After launching his web design business in high school, this Swiss entrepreneur wants to help other student entrepreneurs succeed.
September 23, 2017
11 mins read

Dany Cerone is a college senior at HEIG-VD, a college in Western Switzerland’s University of Applied Sciences, and is preparing to graduate in December. He’s also the founder of a company whose clients have included the International Olympic Committee and the city of Geneva. Any entrepreneur would be thrilled to land such contracts within three years of incorporating his business, but Cerone’s accomplishments are all the more impressive because he started working so early, and because he’s largely self-taught.

A seemingly trivial request introduced Cerone to website design. A relative of his needed an online art portfolio and asked if he knew how to build a suitable website; he didn’t. “I wasn’t into information technology at all,” he says. He Googled the process and found a software program from Apple that allowed people to construct a website without any prior experience. He built the portfolio and assumed he was finished.

However, other people began asking him for help creating websites. Eventually, some of them started paying him, and Cerone realized his hobby could become his profession. It would be a challenge, since he still didn’t know much about coding and development, but Cerone started seriously working to expand website building into a full-time business.

The user experience industry, where Cerone eventually settled, is a subfield of design, which tries to improve consumers’ reactions to a product. When most people hear “design,” they think of graphic design, but that’s not a major part of a user experience designer’s work. “User experience design goes much deeper than graphic design,” Cerone explains. “It’s more about behavior. We talk about user journeys more than visual layout.” A user experience designer’s job is considering who the target audience for a website or piece of media is, and what the audience needs in order to understand the client’s message. “You have to ask yourself ‘Who are we trying to help? What are they trying to do?’”

At an internship with Superhuit, a user experience agency in Lausanne, Switzerland, Cerone learned that even major design companies work in small teams to complete their projects. This meant that he only needed two or three people working with him to start handling big projects. So he hired a friend to help with his fledgling business and the two “leveled up.”

“It sounds insane how I was doing things,” Cerone recalls. “We just said yes to anything. We even went cold-calling and knocking on doors.” At times, their always-say-yes approach got them projects they shouldn’t have tackled, and Cerone remembers a few episodes as “disasters.” Often, the partners had to learn things the hard way because their work was also their on-the-job training.

--- GIVEN PROBLEM A ---
Copy the lines of the records verbatim, beginning with the line that contains "task: segment the **stone building**" and continuing through the end of the records, and omit the pictures from your copy.

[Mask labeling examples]
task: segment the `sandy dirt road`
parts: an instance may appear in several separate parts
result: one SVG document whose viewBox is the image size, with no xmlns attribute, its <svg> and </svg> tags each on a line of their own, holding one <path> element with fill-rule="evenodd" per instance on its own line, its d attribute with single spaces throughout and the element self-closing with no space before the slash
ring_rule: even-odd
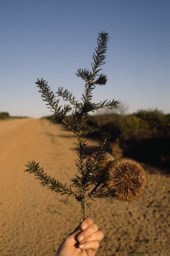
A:
<svg viewBox="0 0 170 256">
<path fill-rule="evenodd" d="M 1 256 L 54 256 L 78 224 L 74 199 L 52 193 L 23 171 L 34 160 L 69 183 L 76 173 L 75 142 L 70 132 L 45 119 L 0 121 Z M 139 199 L 92 203 L 89 215 L 105 233 L 98 256 L 170 255 L 169 176 L 145 167 L 148 185 Z"/>
</svg>

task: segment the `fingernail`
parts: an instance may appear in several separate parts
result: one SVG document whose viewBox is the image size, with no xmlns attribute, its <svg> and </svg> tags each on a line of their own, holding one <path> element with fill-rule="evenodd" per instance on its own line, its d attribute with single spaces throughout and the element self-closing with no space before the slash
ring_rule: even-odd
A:
<svg viewBox="0 0 170 256">
<path fill-rule="evenodd" d="M 87 224 L 83 224 L 82 226 L 81 226 L 81 229 L 84 230 L 87 227 Z"/>
<path fill-rule="evenodd" d="M 79 237 L 78 237 L 78 240 L 79 242 L 82 242 L 82 241 L 84 239 L 84 237 L 83 235 L 80 235 Z"/>
</svg>

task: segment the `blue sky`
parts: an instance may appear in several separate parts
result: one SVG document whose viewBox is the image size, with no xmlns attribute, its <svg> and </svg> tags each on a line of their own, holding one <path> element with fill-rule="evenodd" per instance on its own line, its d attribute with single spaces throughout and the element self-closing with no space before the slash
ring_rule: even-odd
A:
<svg viewBox="0 0 170 256">
<path fill-rule="evenodd" d="M 91 69 L 103 31 L 109 35 L 102 71 L 108 82 L 93 91 L 94 101 L 115 99 L 127 113 L 170 113 L 169 13 L 168 0 L 1 0 L 0 112 L 50 115 L 37 77 L 79 99 L 83 83 L 75 73 Z"/>
</svg>

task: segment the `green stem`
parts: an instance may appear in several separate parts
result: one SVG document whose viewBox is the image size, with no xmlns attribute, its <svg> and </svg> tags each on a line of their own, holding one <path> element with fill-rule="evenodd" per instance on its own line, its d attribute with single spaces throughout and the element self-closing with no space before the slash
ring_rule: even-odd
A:
<svg viewBox="0 0 170 256">
<path fill-rule="evenodd" d="M 83 219 L 87 218 L 87 200 L 83 202 Z"/>
</svg>

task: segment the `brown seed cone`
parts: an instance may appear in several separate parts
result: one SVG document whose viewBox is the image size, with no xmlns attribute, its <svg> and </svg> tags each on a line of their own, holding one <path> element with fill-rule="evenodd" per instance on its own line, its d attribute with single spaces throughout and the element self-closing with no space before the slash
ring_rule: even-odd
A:
<svg viewBox="0 0 170 256">
<path fill-rule="evenodd" d="M 95 165 L 96 157 L 97 152 L 95 152 L 88 157 L 87 161 L 87 166 L 88 167 L 91 168 Z M 98 164 L 102 169 L 105 169 L 111 162 L 113 162 L 113 161 L 114 161 L 114 157 L 111 154 L 107 152 L 103 152 L 101 158 L 98 160 Z"/>
<path fill-rule="evenodd" d="M 122 159 L 114 161 L 107 168 L 109 179 L 107 187 L 115 191 L 115 199 L 129 201 L 136 199 L 144 191 L 147 176 L 141 165 L 135 160 Z"/>
</svg>

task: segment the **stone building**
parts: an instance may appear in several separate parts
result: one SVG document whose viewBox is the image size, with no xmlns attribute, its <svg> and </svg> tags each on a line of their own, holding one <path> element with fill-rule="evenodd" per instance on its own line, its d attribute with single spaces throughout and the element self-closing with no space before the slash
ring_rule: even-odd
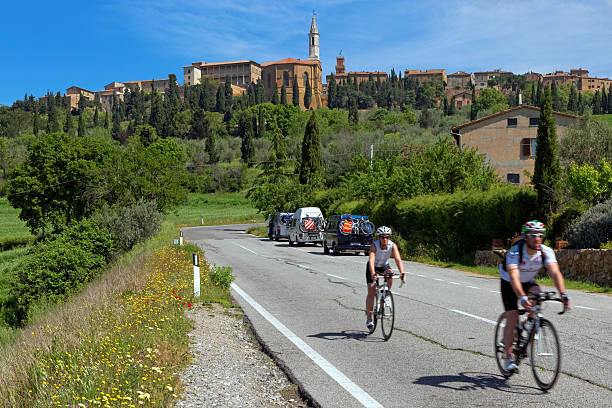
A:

--- GIVEN PROBLEM B ---
In the article about the Swiss web design entrepreneur, at which company did Cerone complete an internship?

--- COMPLETE OUTPUT A ---
task: segment the **stone building**
parts: an instance may appear in several separate parts
result: one SVG document whose viewBox is the image size, with no xmlns attribute, its <svg> and </svg> tags each on a line of their own, holding one <path> element with fill-rule="evenodd" per instance on its own line, its d attribute with single spaces throughout and the element self-closing with no space before the slash
ring_rule: even-odd
A:

--- COMPLETE OUTPUT B ---
Superhuit, a user experience agency in Lausanne, Switzerland.